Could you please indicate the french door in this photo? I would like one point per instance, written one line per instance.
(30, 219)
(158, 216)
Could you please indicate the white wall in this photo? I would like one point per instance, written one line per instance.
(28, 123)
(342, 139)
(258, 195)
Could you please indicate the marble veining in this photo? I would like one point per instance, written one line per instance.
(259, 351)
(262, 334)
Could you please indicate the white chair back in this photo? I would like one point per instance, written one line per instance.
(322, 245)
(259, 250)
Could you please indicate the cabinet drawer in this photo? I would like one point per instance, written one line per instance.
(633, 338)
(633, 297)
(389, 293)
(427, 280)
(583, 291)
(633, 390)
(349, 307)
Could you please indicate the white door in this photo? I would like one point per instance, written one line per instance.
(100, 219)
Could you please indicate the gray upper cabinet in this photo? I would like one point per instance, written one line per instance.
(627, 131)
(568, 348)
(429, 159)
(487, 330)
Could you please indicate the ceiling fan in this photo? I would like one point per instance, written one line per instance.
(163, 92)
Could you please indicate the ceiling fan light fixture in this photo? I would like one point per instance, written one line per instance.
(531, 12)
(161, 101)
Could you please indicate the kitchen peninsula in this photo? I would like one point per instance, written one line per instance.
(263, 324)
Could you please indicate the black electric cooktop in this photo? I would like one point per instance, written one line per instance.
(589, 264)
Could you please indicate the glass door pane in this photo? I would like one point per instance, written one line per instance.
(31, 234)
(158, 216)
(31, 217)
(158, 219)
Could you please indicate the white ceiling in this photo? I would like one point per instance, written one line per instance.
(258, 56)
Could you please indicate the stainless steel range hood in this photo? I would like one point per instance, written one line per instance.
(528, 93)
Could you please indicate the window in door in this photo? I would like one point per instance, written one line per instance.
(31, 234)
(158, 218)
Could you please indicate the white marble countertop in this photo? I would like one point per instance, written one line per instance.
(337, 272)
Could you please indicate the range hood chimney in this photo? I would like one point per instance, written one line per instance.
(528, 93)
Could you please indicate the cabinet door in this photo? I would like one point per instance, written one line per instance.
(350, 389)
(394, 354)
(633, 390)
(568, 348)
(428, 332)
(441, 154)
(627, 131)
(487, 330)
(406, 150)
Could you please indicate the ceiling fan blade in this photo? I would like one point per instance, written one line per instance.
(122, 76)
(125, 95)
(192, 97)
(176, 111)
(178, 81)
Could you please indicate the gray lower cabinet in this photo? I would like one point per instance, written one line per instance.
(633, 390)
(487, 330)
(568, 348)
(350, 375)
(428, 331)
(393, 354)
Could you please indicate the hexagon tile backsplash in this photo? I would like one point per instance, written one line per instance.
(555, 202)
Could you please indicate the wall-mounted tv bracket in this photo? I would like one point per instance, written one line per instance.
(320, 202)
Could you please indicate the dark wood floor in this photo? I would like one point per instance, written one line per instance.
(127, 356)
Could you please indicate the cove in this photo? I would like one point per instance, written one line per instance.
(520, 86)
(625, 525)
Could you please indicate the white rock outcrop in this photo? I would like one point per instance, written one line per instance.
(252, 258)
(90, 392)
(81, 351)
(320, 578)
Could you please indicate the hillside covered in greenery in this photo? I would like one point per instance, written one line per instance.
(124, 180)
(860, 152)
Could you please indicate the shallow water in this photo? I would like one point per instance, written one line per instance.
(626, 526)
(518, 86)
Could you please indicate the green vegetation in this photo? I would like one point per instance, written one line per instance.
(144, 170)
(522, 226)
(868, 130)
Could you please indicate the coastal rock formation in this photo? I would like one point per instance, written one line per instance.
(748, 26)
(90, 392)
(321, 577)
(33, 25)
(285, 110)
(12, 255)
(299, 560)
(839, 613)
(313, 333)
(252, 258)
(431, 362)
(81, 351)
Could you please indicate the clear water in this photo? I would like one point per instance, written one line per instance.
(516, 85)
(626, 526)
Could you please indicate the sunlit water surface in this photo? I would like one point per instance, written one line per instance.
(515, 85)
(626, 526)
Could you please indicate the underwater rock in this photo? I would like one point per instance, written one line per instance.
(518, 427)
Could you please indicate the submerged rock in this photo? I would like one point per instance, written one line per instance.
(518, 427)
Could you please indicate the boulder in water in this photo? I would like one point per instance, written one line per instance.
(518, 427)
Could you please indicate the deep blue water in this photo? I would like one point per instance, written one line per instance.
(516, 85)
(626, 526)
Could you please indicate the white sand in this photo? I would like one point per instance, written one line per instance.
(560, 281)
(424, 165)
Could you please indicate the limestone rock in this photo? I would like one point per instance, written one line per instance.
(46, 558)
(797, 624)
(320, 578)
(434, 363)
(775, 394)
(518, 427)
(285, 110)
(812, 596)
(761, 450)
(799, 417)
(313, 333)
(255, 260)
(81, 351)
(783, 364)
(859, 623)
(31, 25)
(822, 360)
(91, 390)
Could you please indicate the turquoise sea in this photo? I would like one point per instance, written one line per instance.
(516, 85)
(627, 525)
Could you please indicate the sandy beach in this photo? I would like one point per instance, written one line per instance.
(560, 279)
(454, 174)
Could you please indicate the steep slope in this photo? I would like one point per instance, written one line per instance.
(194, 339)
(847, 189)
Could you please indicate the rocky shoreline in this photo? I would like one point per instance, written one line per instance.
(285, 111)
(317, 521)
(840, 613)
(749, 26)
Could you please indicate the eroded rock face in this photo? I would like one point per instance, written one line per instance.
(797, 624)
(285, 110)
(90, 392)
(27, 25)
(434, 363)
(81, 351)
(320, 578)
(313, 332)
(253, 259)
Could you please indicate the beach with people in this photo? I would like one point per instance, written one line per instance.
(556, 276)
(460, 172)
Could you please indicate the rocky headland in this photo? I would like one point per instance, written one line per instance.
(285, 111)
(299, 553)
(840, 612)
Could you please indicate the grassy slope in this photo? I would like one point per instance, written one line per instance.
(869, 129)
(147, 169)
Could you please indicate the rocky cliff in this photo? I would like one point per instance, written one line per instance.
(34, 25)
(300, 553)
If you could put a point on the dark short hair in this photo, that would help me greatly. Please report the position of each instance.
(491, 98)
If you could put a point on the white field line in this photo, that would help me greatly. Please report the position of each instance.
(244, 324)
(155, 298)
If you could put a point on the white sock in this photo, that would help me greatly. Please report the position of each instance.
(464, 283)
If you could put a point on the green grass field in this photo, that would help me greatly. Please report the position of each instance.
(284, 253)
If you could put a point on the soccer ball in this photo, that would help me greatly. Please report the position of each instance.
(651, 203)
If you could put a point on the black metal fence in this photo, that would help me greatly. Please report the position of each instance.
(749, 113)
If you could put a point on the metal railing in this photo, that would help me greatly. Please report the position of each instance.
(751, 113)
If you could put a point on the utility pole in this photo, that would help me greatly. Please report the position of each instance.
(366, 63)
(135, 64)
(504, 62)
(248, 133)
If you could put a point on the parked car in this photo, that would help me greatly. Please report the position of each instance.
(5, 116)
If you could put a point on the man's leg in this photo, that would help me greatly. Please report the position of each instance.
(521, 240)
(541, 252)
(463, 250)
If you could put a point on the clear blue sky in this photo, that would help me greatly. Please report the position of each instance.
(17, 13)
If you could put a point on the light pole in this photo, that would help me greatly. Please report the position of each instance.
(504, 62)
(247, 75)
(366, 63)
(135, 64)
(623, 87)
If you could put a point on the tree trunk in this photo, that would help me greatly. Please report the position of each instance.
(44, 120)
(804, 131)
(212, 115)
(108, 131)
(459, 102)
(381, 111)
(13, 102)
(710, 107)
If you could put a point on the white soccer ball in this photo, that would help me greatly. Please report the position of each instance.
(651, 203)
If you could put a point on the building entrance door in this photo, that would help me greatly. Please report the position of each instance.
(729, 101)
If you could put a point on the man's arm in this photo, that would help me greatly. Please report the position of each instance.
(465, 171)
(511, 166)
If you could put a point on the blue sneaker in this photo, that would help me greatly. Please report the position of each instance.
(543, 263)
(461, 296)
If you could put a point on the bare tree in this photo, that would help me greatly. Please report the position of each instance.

■ Task instructions:
Give back the lines above exactly, from the one with "If you could put a point on the man's leg" through the last line.

■ Result for this exercise:
If you could put a point on the man's leg in this photo, that would help me greatly. Please report the position of each instance.
(521, 240)
(541, 252)
(463, 250)
If you could put a point on the clear blue sky in this photo, that would help me greatly. Please report the position of each instance.
(17, 13)
If you could put a point on the light pole in this photo, that would help me greatly. Please report the position of each instance.
(504, 62)
(247, 75)
(366, 63)
(135, 64)
(623, 87)
If you could put a point on the tree trunk in this photo, that would help me greatly. Please report the position of each instance.
(44, 120)
(804, 131)
(212, 115)
(108, 131)
(459, 102)
(381, 111)
(13, 102)
(710, 107)
If you could put a point on the white soccer ball in this photo, that would help me greatly. Please report the position of each instance.
(651, 203)
If you could put a point on the building entrance door in this photo, that would help me greatly. Please report the position of each instance.
(729, 101)
If you could put a point on the man's arm in this photo, that would help me greatly. Please report the position of each instance.
(465, 171)
(511, 166)
If you could put a point on the blue sneaker in this photo, that would help me greatly. Please report the position of each instance.
(543, 263)
(461, 296)
If you could put a point on the bare tree in this photo, that would help me greatly. Please report the position of each instance.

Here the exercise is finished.